(Provided passage)
****

Call for Papers
Call for Papers is now closed.
Individual abstracts of approximately 300 words, including submissions to be considered for one of the Open Call Sessions (described below), and proposals for Prearranged Sessions can be submitted between 1 November and 15 December 2009. Please note that individual abstracts earmarked for but not accepted to an Open Call Session will automatically be entered into the general pool. Prearranged Sessions should be thematically consistent and will typically include three or four papers; an abstract for each paper should accompany the proposal submitted by the session’s organizer, except in cases of book panels, translation workshops, and the like.Notification of acceptance of all paper and session proposals will be made in January.
Abstracts should: 1) present a clear thesis; 2) indicate knowledge of the sources; 3) show awareness of relevant methodological, historiographical, or philosophical issues; and 4) treat subject matter that falls within the parameters of Late Ancient and Patristic studies.
Only NAPS members in good standing may read papers.
Questions or suggestions for improving the call process, which contains new components and deadlines, are welcome.
Dennis Trout Vice-President, NAPS, and Program Chair
Open Call Sessions
1. Gender and Nag Hammadi
Chairs: Katherine Veach and Nathan Bennett
This session welcomes discussion of the role of gender in the language, authorship, context, audience, narratives, interpretation and reception of the texts of the Nag Hammadi library. The desired outcome of such a discussion is a fuller appreciation of gender in the school of thought represented by Nag Hammadi, as well as an awareness of the role of gender in interpretations (both ancient and modern) of these texts.
2. The Reception and Interpretation of Sacred Texts in Early Christianity:The Transfiguration
Chairs: Jeffrey Bingham and Bogdan G. Bucur
A growing number of students and scholars work at the intersection of the Bible (broadly defined) and Patristics. The intention here is to harness this interest to explore the exegetical underpinning of the doctrinal, liturgical, ascetic, visionary, and artistic expressions of the various early Christian movements. For the purposes of this session “sacred texts” encompasses the variety of texts belonging to the Hebrew Bible and the Septuagint, the New Testament, and the so-called OT Pseudepigrapha, which were deemed sacred and authoritative during Christian antiquity. Similarly, “early Christianity” embraces a broad spectrum of religious movements, irrespective of the various ancient or modern categories under which they are usually grouped. For this session, we invite submissions that explore the reception and interpretation of the synoptic Transfiguration account.

****

(Saved data entries)
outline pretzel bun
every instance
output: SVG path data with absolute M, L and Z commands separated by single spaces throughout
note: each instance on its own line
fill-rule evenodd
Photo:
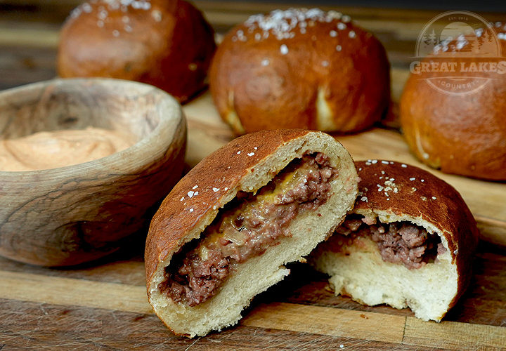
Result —
M 389 69 L 381 43 L 349 16 L 276 10 L 250 17 L 225 37 L 209 86 L 236 133 L 282 128 L 356 132 L 385 112 Z
M 297 163 L 297 159 L 306 157 L 308 152 L 326 155 L 336 176 L 328 178 L 331 180 L 327 183 L 328 192 L 314 193 L 316 197 L 313 201 L 319 201 L 318 206 L 313 207 L 309 202 L 296 201 L 287 205 L 289 207 L 283 207 L 283 200 L 278 195 L 274 196 L 276 192 L 269 195 L 269 189 L 272 189 L 270 185 L 275 179 L 280 180 L 278 177 L 286 176 L 287 168 L 293 162 Z M 299 179 L 297 180 L 299 182 L 301 178 L 290 176 L 287 180 L 281 178 L 283 179 L 286 181 L 278 182 L 275 191 L 290 198 L 294 193 L 287 191 L 290 180 Z M 323 178 L 319 179 L 323 181 Z M 304 181 L 304 184 L 311 183 Z M 241 317 L 241 311 L 254 296 L 289 274 L 290 270 L 284 265 L 303 260 L 303 256 L 308 255 L 341 223 L 346 211 L 353 206 L 357 183 L 355 166 L 346 149 L 334 138 L 320 132 L 264 131 L 240 137 L 211 154 L 174 187 L 151 223 L 145 247 L 145 270 L 148 297 L 155 313 L 175 333 L 190 337 L 204 336 L 212 330 L 220 330 L 235 324 Z M 304 188 L 315 191 L 311 185 L 307 187 L 296 187 L 299 190 Z M 267 194 L 264 192 L 264 189 Z M 245 194 L 250 196 L 256 194 L 254 199 L 256 196 L 262 197 L 259 202 L 247 201 L 259 205 L 260 208 L 248 210 L 247 207 L 241 207 L 240 204 L 244 204 L 240 202 L 241 199 L 244 199 Z M 325 199 L 321 197 L 323 196 Z M 273 208 L 269 207 L 273 204 L 276 204 Z M 307 204 L 311 206 L 301 209 Z M 290 206 L 302 207 L 294 214 L 294 208 Z M 235 223 L 239 219 L 241 221 L 234 225 L 241 227 L 236 234 L 245 232 L 255 234 L 249 236 L 251 241 L 247 241 L 247 244 L 243 241 L 238 244 L 237 251 L 233 252 L 248 248 L 253 251 L 254 248 L 259 248 L 259 251 L 236 263 L 235 259 L 221 256 L 216 260 L 216 264 L 210 265 L 206 260 L 215 259 L 216 251 L 209 249 L 205 251 L 206 258 L 199 256 L 200 260 L 183 266 L 186 273 L 181 273 L 182 269 L 179 267 L 181 262 L 186 262 L 181 260 L 181 257 L 185 260 L 195 258 L 195 250 L 202 249 L 205 243 L 214 240 L 219 245 L 232 244 L 228 240 L 223 244 L 222 240 L 223 235 L 227 237 L 232 235 L 231 232 L 218 232 L 216 238 L 216 232 L 213 232 L 213 228 L 222 223 L 231 211 L 235 218 L 232 223 Z M 252 216 L 268 217 L 274 213 L 278 213 L 275 218 L 249 220 Z M 283 225 L 286 226 L 284 230 Z M 279 234 L 280 228 L 285 230 L 285 234 L 275 239 L 273 235 Z M 261 231 L 266 229 L 270 234 L 262 237 Z M 266 246 L 263 241 L 266 238 L 271 242 Z M 238 242 L 237 236 L 231 240 Z M 219 254 L 223 256 L 225 246 L 220 247 L 222 251 Z M 224 270 L 231 267 L 233 264 L 235 268 L 231 268 L 224 278 L 221 275 Z M 188 270 L 193 272 L 188 272 Z M 197 279 L 196 270 L 206 277 L 202 280 Z M 171 289 L 164 289 L 164 286 L 169 286 L 168 279 L 177 274 L 178 279 L 171 281 L 173 282 Z M 185 277 L 185 274 L 188 277 Z M 207 294 L 207 298 L 194 300 L 190 303 L 188 296 L 193 293 L 188 286 L 185 291 L 186 300 L 179 298 L 183 292 L 181 285 L 186 284 L 182 281 L 186 279 L 192 289 L 199 289 Z M 217 289 L 212 285 L 215 279 L 221 279 Z M 212 288 L 214 293 L 209 294 L 208 291 Z M 202 298 L 198 294 L 196 296 Z
M 419 168 L 356 164 L 355 207 L 311 262 L 330 275 L 336 294 L 440 321 L 470 280 L 479 235 L 471 212 L 451 185 Z
M 496 31 L 504 36 L 498 41 L 506 53 L 506 34 L 502 28 Z M 429 57 L 422 62 L 431 60 Z M 490 60 L 476 57 L 475 62 Z M 469 62 L 458 58 L 448 60 L 459 66 Z M 401 123 L 411 151 L 420 161 L 443 172 L 506 180 L 506 74 L 461 72 L 465 77 L 489 79 L 482 88 L 462 95 L 431 86 L 424 80 L 430 74 L 411 74 L 401 98 Z
M 215 48 L 212 28 L 185 1 L 95 0 L 63 25 L 58 70 L 147 83 L 183 102 L 204 88 Z

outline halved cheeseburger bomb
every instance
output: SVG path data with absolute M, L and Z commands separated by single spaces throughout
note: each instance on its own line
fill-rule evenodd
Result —
M 357 132 L 389 104 L 383 46 L 347 15 L 318 8 L 251 16 L 225 37 L 209 88 L 235 133 L 304 128 Z
M 471 277 L 479 234 L 471 212 L 453 187 L 417 167 L 356 166 L 355 207 L 311 262 L 330 275 L 336 294 L 440 321 Z
M 355 165 L 330 135 L 264 131 L 204 159 L 173 189 L 145 248 L 149 302 L 175 333 L 234 324 L 351 209 Z

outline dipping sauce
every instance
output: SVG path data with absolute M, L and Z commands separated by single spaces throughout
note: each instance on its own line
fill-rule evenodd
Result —
M 0 171 L 36 171 L 82 164 L 118 152 L 134 143 L 133 137 L 94 127 L 1 140 Z

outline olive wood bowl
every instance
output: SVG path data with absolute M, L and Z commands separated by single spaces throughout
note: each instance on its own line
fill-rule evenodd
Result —
M 186 124 L 153 86 L 109 79 L 54 79 L 0 92 L 1 138 L 93 126 L 129 133 L 131 146 L 73 166 L 0 171 L 0 255 L 67 266 L 145 234 L 150 210 L 181 178 Z

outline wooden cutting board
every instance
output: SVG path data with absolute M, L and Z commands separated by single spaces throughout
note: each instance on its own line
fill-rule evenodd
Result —
M 233 135 L 208 93 L 184 110 L 192 166 Z M 337 139 L 357 159 L 420 165 L 395 131 Z M 504 238 L 493 225 L 505 228 L 504 185 L 434 172 L 461 191 L 488 239 Z M 407 309 L 362 306 L 335 296 L 326 277 L 296 264 L 287 279 L 254 300 L 238 326 L 193 340 L 174 336 L 153 314 L 142 247 L 142 241 L 133 243 L 129 251 L 77 270 L 0 258 L 0 349 L 506 349 L 506 256 L 490 244 L 481 245 L 470 289 L 441 324 L 422 322 Z
M 79 2 L 4 1 L 0 88 L 55 76 L 59 26 Z M 226 1 L 196 4 L 219 32 L 252 13 L 278 7 Z M 351 15 L 385 44 L 398 99 L 415 40 L 437 13 L 336 9 Z M 501 17 L 486 15 L 493 21 Z M 189 127 L 186 161 L 193 166 L 233 135 L 209 94 L 184 110 Z M 337 138 L 356 159 L 381 158 L 424 168 L 396 130 L 375 128 Z M 506 185 L 429 171 L 462 194 L 486 240 L 505 244 Z M 143 250 L 141 238 L 99 262 L 65 270 L 0 258 L 0 350 L 506 350 L 506 256 L 484 241 L 474 258 L 469 289 L 440 324 L 420 321 L 407 309 L 362 306 L 335 296 L 326 277 L 296 264 L 285 280 L 252 301 L 238 326 L 193 340 L 173 336 L 153 314 L 145 295 Z

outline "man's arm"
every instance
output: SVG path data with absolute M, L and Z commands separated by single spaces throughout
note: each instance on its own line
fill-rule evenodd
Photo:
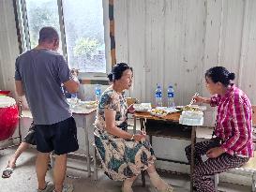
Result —
M 22 81 L 15 81 L 15 87 L 16 87 L 16 92 L 19 96 L 24 96 Z

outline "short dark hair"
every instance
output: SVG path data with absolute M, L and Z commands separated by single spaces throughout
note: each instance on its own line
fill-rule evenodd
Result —
M 38 42 L 53 42 L 59 39 L 57 30 L 52 26 L 42 27 L 39 31 Z
M 231 73 L 224 66 L 214 66 L 205 72 L 205 78 L 210 78 L 214 83 L 221 82 L 224 86 L 231 84 L 231 81 L 235 78 L 234 73 Z
M 112 72 L 108 75 L 110 81 L 114 81 L 115 80 L 120 80 L 123 72 L 127 69 L 132 70 L 132 67 L 128 66 L 128 65 L 125 63 L 116 64 L 113 66 Z

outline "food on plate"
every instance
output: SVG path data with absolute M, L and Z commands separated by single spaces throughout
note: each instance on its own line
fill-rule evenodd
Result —
M 135 103 L 133 104 L 133 108 L 136 111 L 147 111 L 152 109 L 151 103 Z
M 166 115 L 168 112 L 164 110 L 153 109 L 150 111 L 152 113 Z
M 187 106 L 176 106 L 176 110 L 178 111 L 202 111 L 206 110 L 205 106 L 198 106 L 198 105 L 187 105 Z

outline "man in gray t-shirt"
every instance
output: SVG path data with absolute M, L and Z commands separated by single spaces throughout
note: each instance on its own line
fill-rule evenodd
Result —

****

(Instructions to follow)
Answer these questions using the call for papers:
(a) Between which dates could abstracts and session proposals be submitted?
(b) Who is allowed to read papers?
(c) Who chairs the Open Call Session on gender and Nag Hammadi?

(The reply)
(a) Between 1 November and 15 December 2009.
(b) Only NAPS members in good standing.
(c) Katherine Veach and Nathan Bennett.